====== Kutipan Terpilih

Seperti tampak dalam keseluruhan pembahasan Ithaf al-Dhaki, al-Kurani jelas dapat dianggap sebagai salah satu di antara penafsir, sekaligus pembela, pemikiran-pemikiran tasawuf filosofisnya Ibn al-‘Arabi (560-638/1165-1240). Akan tetapi, sejauh menyangkut para penafsir pemikiran Ibn al-‘Arabi ini, umumnya para sarjana hanya menyebut ‘Abd al-Razzaq al-Kashani (w. 736/1335), ‘Abd al-Karim al-Jili (w. 832/1428), atau ‘Abd al-Rahman al-Jami (w. 898/1492), dan tidak pernah menyebut al-Kurani sebagai salah seorang di antaranya.
Hal tersebut sangat mungkin dikarenakan pemikiran-pemikiran al-Kurani sendiri belum banyak diketahui. Memang, di antara hampir seratus buah pena al-Kurani, baru tiga di antaranya yang pernah diterbitkan, tidak termasuk Ithaf al-Dhaki yang sesungguhnya mengandung pembahasan panjang serta mendalam berkaitan dengan doktrin mistiko-filosofis Ibn al-‘Arabi tersebut.

============
====== Daftar yang Ditampilkan

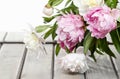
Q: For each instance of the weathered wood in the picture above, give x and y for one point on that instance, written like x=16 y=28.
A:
x=14 y=37
x=116 y=62
x=2 y=36
x=38 y=68
x=10 y=59
x=60 y=74
x=102 y=69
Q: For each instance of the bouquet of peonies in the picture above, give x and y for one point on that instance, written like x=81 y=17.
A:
x=80 y=23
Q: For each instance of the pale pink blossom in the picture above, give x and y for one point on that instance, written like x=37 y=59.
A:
x=70 y=30
x=101 y=21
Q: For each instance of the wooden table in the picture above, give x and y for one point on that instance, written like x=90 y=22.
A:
x=16 y=62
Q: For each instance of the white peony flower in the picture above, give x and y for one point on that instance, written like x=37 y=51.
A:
x=32 y=41
x=48 y=10
x=85 y=5
x=74 y=62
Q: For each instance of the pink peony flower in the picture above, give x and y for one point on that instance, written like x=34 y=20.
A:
x=70 y=30
x=101 y=21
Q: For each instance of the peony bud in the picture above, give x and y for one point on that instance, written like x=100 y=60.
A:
x=48 y=10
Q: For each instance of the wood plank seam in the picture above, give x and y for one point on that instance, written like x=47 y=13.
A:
x=114 y=67
x=21 y=64
x=85 y=75
x=5 y=36
x=53 y=60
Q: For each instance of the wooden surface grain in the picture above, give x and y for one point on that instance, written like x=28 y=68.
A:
x=16 y=62
x=10 y=58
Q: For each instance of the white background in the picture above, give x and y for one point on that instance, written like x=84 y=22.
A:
x=16 y=15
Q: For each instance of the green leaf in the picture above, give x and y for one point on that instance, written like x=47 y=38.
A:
x=70 y=8
x=93 y=56
x=57 y=49
x=42 y=28
x=48 y=33
x=49 y=19
x=116 y=39
x=105 y=47
x=56 y=2
x=68 y=1
x=87 y=42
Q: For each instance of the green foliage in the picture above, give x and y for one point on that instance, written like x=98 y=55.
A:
x=47 y=34
x=115 y=35
x=57 y=50
x=51 y=31
x=42 y=28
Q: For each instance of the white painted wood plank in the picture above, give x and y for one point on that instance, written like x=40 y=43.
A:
x=60 y=74
x=14 y=37
x=38 y=68
x=116 y=61
x=10 y=58
x=2 y=35
x=102 y=69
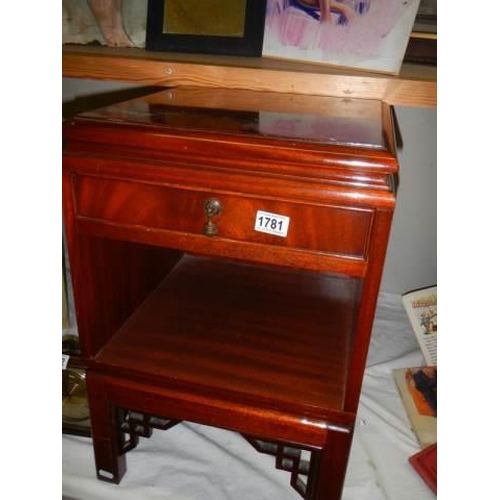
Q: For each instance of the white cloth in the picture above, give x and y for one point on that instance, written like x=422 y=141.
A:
x=196 y=462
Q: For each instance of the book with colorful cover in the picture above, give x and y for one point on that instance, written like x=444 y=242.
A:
x=421 y=307
x=425 y=463
x=418 y=389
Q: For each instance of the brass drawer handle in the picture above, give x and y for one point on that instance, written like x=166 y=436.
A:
x=213 y=207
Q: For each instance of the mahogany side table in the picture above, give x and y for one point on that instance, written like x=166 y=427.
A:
x=226 y=251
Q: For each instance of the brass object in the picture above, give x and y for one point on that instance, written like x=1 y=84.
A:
x=213 y=207
x=74 y=397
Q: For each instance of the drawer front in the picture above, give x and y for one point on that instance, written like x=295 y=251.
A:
x=339 y=230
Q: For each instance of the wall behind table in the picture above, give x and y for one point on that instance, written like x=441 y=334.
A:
x=411 y=258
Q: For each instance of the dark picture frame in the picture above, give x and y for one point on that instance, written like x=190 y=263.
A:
x=422 y=45
x=246 y=43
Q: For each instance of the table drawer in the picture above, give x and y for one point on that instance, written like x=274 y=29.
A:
x=339 y=230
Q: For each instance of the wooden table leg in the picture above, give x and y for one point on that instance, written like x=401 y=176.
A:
x=332 y=466
x=110 y=462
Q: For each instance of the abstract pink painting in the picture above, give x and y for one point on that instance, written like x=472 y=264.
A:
x=362 y=34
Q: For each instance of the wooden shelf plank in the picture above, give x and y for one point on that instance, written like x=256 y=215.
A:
x=416 y=85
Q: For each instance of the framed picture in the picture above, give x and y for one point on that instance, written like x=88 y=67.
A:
x=230 y=27
x=422 y=47
x=361 y=34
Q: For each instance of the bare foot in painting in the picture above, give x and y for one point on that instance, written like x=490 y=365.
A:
x=108 y=15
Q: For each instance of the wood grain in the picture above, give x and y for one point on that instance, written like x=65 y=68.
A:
x=415 y=85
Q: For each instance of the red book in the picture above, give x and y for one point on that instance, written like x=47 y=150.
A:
x=425 y=463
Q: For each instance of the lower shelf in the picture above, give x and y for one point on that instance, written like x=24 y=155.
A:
x=250 y=331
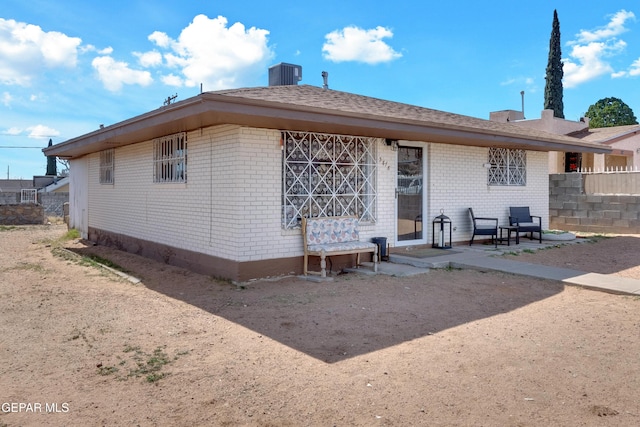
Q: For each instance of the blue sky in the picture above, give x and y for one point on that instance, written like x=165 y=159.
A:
x=68 y=66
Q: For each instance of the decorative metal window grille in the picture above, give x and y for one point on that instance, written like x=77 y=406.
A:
x=107 y=160
x=170 y=158
x=29 y=196
x=328 y=175
x=508 y=167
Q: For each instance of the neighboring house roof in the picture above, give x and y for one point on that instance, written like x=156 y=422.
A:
x=13 y=185
x=608 y=135
x=57 y=184
x=310 y=108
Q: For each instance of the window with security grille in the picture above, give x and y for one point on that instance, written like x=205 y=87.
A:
x=508 y=167
x=328 y=175
x=107 y=161
x=170 y=158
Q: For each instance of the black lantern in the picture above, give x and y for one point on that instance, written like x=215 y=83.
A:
x=441 y=224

============

▸ **Tugas Latihan**:
1. Menurut kutipan tentang al-Kurani, tokoh siapa saja yang umumnya disebut para sarjana sebagai penafsir pemikiran Ibn al-‘Arabi? Sebutkan semuanya.
2. Ambil setiap baris dari daftar yang memuat kata "flower". Huruf besar dan kecil dibedakan.

▸ **Jawaban Akhir**:
1. ‘Abd al-Razzaq al-Kashani, ‘Abd al-Karim al-Jili, dan ‘Abd al-Rahman al-Jami.

2.
Q: For each instance of the white peony flower in the picture above, give x and y for one point on that instance, written like x=37 y=51.
Q: For each instance of the pink peony flower in the picture above, give x and y for one point on that instance, written like x=34 y=20.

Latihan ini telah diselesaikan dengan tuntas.